Problems and tasks ▸
**A)** In the passage on FRET metabolite sensors, rewrite the paragraph beginning "FRET metabolite sensors use the conformational change" more concisely while keeping its main facts.
**B)** From the passage on FRET metabolite sensors, extract the text between "The maximal ratio" and "the metabolo-regulome [51].", inclusive.

Selected passage ▸
-=-=-

FRET metabolite sensors use the conformational change of periplasmic binding proteins (PBPs) upon binding to their substrates [51]. The best-studied family member, maltose binding protein, was fused at its termini to engineered forms of cyan fluorescent protein (ECFP) and yellow fluorescent protein (EYFP) to generate a maltose sensor. The initial version did not respond but engineering provided a functional maltose sensor that was successfully deployed to image maltose homeostasis in yeast [52]. Out of a large number of PBPs that have been tested as recognition elements, several are non-functional. However, functional glucose, ribose and glutamate sensors have permitted the analysis of sugar homeostasis in the cytosol and nucleus of mammalian cells and the analysis of glutamate release from neurons [51,53••].

The maximal ratio change between YFP and CFP emission (the difference in ratio between apo and saturated form) observed for all of the initial FRET-based PBP sensors was comparatively small, about 0.25. A combination of rational and empirical engineering approaches led to enhanced allosteric linkage between ligand binding and fluorophore rearrangement and thus improved sensitivity [54••]. The results also suggest that the FRET change depends both on fluorophore distance and the relative orientation and rotational freedom of the reporters: rotational freedom decreases if linkers are eliminated or if the FP is fixed in the backbone of the PBP. These improved sensors have now been introduced into plants and are being used to develop high-throughput systems for the analysis of the metabolo-regulome [51].

-=-=-

Data excerpt ▸
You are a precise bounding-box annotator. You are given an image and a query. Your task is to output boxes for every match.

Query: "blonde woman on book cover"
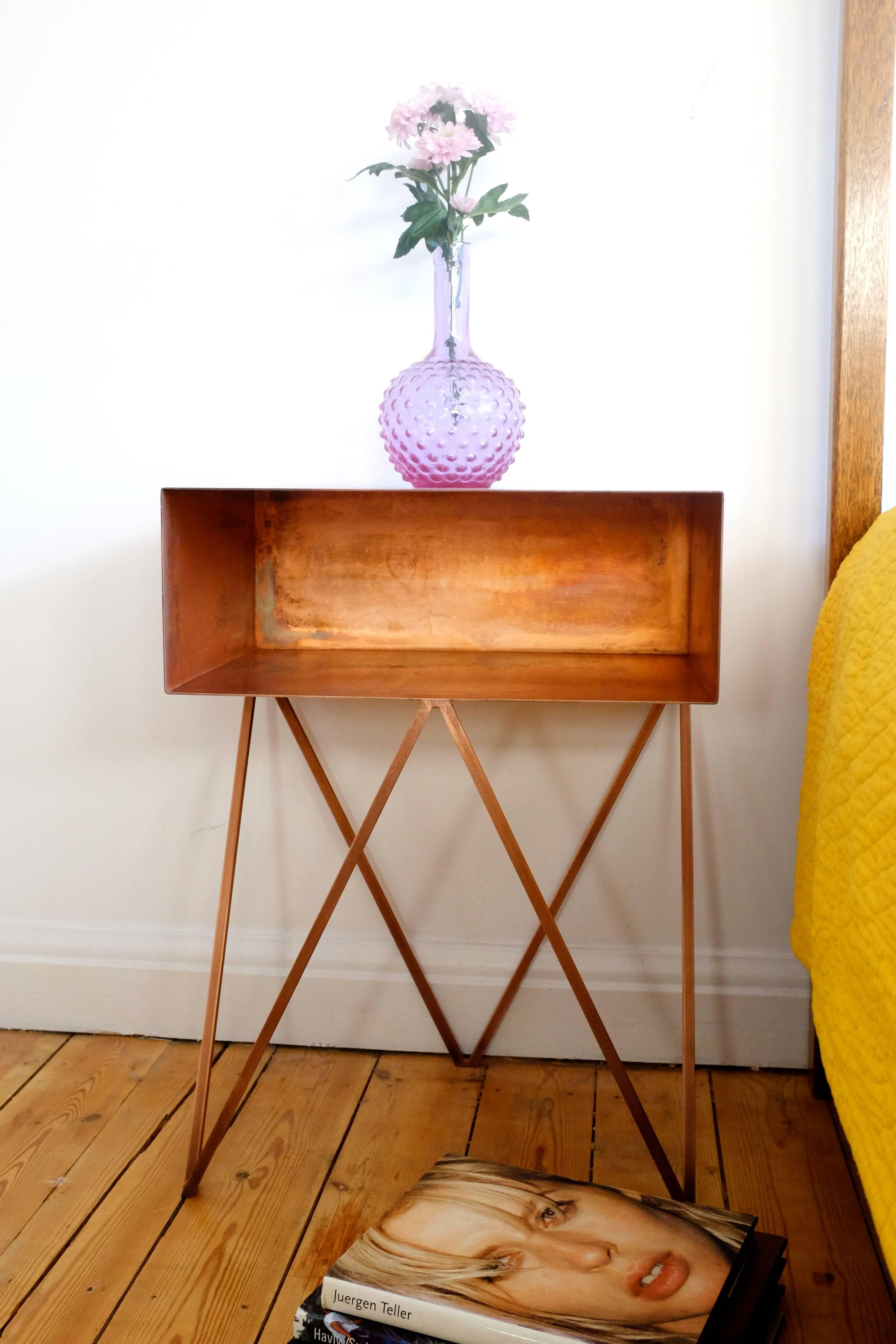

-=-=-

Results by task ▸
**A)** FRET metabolite sensors rely on the conformational change that periplasmic binding proteins (PBPs) undergo when they bind their substrates [51]. Maltose binding protein, fused at its termini to ECFP and EYFP, formed a maltose sensor. The initial version did not respond, but after engineering it became functional and was used to image maltose homeostasis in yeast [52]. Several of the many PBPs tested as recognition elements do not work. Functional glucose, ribose and glutamate sensors, however, have allowed analysis of sugar homeostasis in the cytosol and nucleus of mammalian cells and of glutamate release from neurons [51,53••].

**B)**
The maximal ratio change between YFP and CFP emission (the difference in ratio between apo and saturated form) observed for all of the initial FRET-based PBP sensors was comparatively small, about 0.25. A combination of rational and empirical engineering approaches led to enhanced allosteric linkage between ligand binding and fluorophore rearrangement and thus improved sensitivity [54••]. The results also suggest that the FRET change depends both on fluorophore distance and the relative orientation and rotational freedom of the reporters: rotational freedom decreases if linkers are eliminated or if the FP is fixed in the backbone of the PBP. These improved sensors have now been introduced into plants and are being used to develop high-throughput systems for the analysis of the metabolo-regulome [51].